:: TEXT EXCERPT ::
Anyway, here're a couple of REAL scientists discussing today's Higgs Boson seminar at CERN.

Physicists gassing
“I hate that ‘God particle’ term,” said Pauline Gagnon, a Canadian member of CERN’s ATLAS team of so-called “Higgs hunters” — an epithet they do not reject.
“The Higgs is not endowed with any religious meaning. It is ridiculous to call it that,” she told Reuters at a news conference after her colleagues revealed growing evidence, albeit not yet proof, of the particle’s existence.
http://www.firstpost.com/tech/higgs-bos ... 55838.html
I recall reading in Scientific American, years ago, how the scientists at such facilities are deeply troubled by the possibility of generating a singularity, a black hole that will swallow the earth. "Real scientist" who have nightmares about the ramifications of their work.

Such insecurities are not unusual among the wider community. A paradoxical deep seated fear of religious salvation pervades while the obligatory scientific materialism promises the certainty of oblivion after the death. A Hobson's choice brought about by a desire to cling to institutionalised thinking processes and the meritocracy offered in return for a troubled mind.

The LHC was conceived as a modern version of the Sword of Damocles and cathedral to the hope and glory of a saving materialistic grace set in an ever uncertain and ever receding utopian future.
The promise of things that never quite seem to arrive because we need extra millions to...
All very sad!
 
Monstrosa said:
Ghostisfort said:
The point is that heroes are made of people like Shockley and the true history is suppressed. If you can tell us all why this is done then you will know why I bother to write these posts.
Is it because you have a romantic belief in a Golden Age, when the noble Amateur tinkering in their shed produced ideas and inventions with nothing more than their own ingenuity and absolutely no recourse or reliance on any prior science, mathematics, engineering or physics?

I find the above and rynner's demand for evidence quite intriguing.

When I speak of new ideas I don't mean the development of existing technology, something like the digital video recorder, things inevitably destined to appear. We're looking for original ideas that changed the world forever during the Golden Age of discovery, 1800 to 1930 for the sake of argument, although some modern technology started life even earlier.

For starters:
William Crookes (1832–1919) is my first choice and his invention of the Crookes tube that led to the TV cathode ray tube and the vacuum tube (valve UK) used in early radio. It was also the forerunner of the particle accelerator and the LHC.
A particle accelerator is a device that uses electromagnetic fields to propel charged particles to high speeds and to contain them in well-defined beams. An ordinary CRT television set is a simple form of accelerator. There are two basic types: electrostatic and oscillating field accelerators.
http://en.wikipedia.org/wiki/Particle_a ... or#History
Also of note is that he was trained as a chemist and not a physicist as some biographers tend to overlook. He was an amateur, independent physicist and would be called a pseudo scientist today. He did the work that led to the Nobel prize for J.J. Thomson.

:: GIVEN REQUEST A ::
Copy word for word everything in the forum excerpt about CERN from "Anyway, here're a" down to "the particle’s existence.".
The forum excerpt and the records that follow have no connection to each other.

:: RECORDS ::
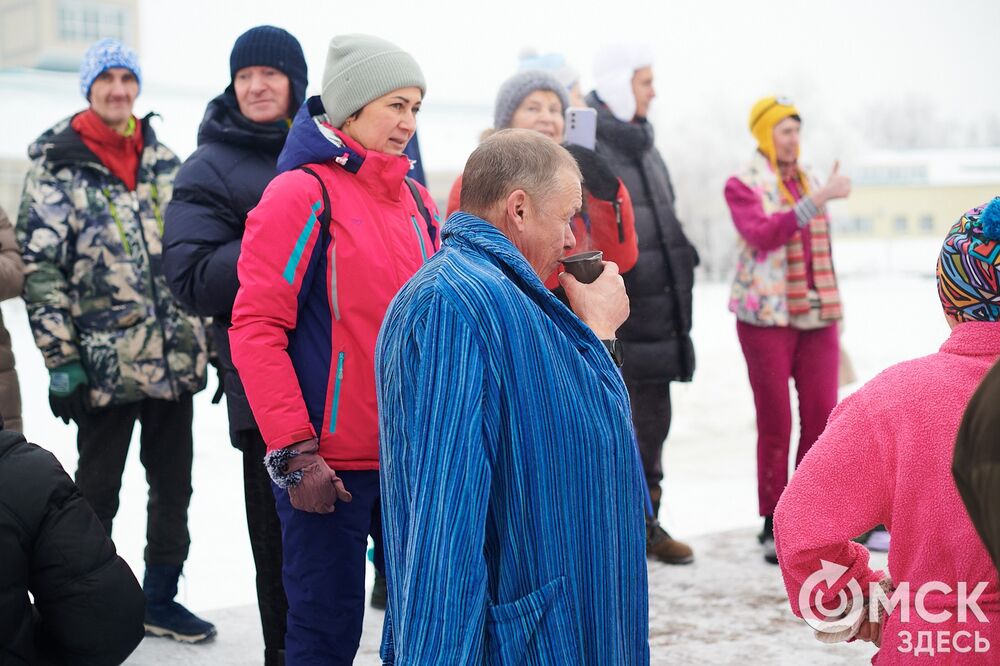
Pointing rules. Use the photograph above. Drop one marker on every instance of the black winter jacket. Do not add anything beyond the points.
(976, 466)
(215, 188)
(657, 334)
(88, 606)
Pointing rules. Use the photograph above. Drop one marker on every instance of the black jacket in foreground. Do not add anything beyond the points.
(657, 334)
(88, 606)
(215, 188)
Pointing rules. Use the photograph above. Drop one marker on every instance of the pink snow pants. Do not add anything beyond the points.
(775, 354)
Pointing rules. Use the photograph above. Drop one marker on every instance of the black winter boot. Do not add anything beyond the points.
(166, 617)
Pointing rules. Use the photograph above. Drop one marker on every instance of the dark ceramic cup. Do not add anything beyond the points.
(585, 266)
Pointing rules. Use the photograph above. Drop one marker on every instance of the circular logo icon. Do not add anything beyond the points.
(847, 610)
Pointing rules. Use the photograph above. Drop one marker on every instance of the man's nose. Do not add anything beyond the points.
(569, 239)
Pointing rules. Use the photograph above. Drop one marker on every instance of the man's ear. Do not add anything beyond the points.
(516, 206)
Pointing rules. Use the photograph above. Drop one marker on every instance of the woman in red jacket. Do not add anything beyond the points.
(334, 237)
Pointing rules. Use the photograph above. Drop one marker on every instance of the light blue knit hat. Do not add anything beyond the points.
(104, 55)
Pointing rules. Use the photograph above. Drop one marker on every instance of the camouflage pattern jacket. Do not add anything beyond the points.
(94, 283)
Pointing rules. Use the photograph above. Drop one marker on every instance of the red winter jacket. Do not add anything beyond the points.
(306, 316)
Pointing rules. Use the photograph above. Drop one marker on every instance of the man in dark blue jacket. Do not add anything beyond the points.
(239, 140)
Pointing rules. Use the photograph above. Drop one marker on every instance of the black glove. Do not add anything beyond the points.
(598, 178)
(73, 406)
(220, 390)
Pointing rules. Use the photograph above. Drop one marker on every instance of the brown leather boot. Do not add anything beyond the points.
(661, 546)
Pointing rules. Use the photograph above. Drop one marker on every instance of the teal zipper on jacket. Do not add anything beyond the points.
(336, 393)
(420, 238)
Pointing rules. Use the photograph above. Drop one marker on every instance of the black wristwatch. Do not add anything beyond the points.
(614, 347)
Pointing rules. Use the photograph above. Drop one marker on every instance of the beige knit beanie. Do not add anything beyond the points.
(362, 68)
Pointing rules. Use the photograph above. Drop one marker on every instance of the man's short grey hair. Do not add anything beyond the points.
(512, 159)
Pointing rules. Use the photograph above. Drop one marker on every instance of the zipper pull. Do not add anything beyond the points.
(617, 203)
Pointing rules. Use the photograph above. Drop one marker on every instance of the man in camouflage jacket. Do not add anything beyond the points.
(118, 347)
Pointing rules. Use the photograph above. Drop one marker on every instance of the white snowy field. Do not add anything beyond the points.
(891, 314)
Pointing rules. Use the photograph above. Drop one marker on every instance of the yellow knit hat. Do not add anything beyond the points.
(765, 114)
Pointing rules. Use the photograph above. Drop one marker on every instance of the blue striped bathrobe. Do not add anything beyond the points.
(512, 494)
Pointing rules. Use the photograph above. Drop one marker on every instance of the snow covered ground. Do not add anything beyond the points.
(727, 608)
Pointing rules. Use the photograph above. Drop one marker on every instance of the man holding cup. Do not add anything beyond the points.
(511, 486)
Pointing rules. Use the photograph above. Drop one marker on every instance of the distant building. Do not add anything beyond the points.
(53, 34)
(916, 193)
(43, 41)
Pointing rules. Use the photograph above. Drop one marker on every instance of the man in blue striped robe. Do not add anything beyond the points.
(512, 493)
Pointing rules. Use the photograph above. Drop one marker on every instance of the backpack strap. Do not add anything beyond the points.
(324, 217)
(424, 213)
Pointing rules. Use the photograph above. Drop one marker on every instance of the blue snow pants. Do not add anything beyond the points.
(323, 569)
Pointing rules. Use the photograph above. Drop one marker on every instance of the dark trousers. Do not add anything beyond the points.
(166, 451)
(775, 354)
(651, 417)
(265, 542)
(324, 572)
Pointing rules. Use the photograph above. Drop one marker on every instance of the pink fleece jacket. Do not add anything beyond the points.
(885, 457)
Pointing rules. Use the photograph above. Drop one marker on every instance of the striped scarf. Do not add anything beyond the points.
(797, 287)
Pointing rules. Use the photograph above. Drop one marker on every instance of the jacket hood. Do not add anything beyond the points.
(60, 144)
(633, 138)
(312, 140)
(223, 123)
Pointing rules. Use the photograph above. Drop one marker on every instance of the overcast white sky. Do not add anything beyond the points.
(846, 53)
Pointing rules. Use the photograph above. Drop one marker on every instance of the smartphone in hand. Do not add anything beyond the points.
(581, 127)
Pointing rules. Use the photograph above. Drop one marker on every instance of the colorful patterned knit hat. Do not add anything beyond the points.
* * *
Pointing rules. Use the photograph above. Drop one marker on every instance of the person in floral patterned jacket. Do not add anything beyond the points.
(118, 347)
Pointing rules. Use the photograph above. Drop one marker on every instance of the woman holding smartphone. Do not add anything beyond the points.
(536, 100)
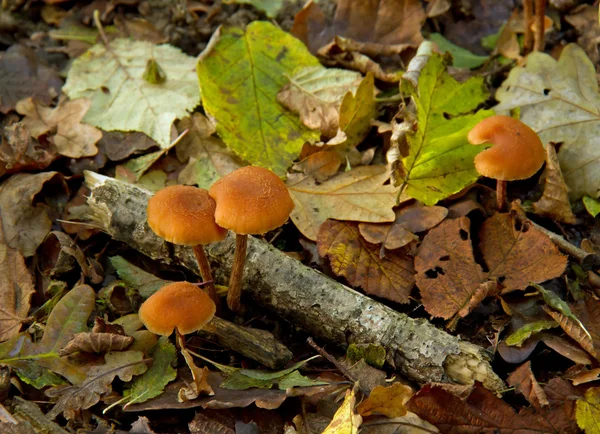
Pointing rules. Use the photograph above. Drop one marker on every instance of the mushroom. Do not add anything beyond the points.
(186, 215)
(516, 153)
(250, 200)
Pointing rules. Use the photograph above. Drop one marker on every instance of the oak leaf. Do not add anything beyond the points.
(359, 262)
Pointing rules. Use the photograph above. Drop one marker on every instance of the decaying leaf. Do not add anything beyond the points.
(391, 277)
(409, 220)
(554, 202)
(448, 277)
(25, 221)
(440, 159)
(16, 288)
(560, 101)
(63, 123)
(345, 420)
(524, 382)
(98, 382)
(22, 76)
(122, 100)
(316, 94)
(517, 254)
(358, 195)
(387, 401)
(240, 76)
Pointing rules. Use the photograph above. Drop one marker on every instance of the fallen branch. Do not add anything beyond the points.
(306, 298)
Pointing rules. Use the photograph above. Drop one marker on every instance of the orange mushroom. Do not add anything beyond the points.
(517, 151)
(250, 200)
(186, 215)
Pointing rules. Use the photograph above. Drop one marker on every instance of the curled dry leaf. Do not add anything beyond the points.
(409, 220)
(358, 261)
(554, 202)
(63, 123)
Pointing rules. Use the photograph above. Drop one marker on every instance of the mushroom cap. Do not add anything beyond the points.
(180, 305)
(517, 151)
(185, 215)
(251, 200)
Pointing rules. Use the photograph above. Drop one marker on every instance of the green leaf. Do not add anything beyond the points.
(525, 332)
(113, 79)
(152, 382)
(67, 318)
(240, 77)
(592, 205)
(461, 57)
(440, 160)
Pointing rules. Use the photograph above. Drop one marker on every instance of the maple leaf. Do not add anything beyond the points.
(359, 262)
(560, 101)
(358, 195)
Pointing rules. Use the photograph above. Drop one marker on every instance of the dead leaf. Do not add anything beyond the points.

:: GIVEN REQUEST B ::
Render as a numbered list the lines of the records from the one containing "sky. Do not add anything beyond the points." down to the one containing "of the colorful", both included, with nothing else and no blank lines.

:: FINISHED ANSWER A ::
Anyway, here're a couple of REAL scientists discussing today's Higgs Boson seminar at CERN.

Physicists gassing
“I hate that ‘God particle’ term,” said Pauline Gagnon, a Canadian member of CERN’s ATLAS team of so-called “Higgs hunters” — an epithet they do not reject.
“The Higgs is not endowed with any religious meaning. It is ridiculous to call it that,” she told Reuters at a news conference after her colleagues revealed growing evidence, albeit not yet proof, of the particle’s existence.

:: FINISHED ANSWER B ::
1. Pointing rules. Use the photograph above. Drop one marker on every instance of the overcast white sky. Do not add anything beyond the points.
2. (846, 53)
3. Pointing rules. Use the photograph above. Drop one marker on every instance of the smartphone in hand. Do not add anything beyond the points.
4. (581, 127)
5. Pointing rules. Use the photograph above. Drop one marker on every instance of the colorful patterned knit hat. Do not add anything beyond the points.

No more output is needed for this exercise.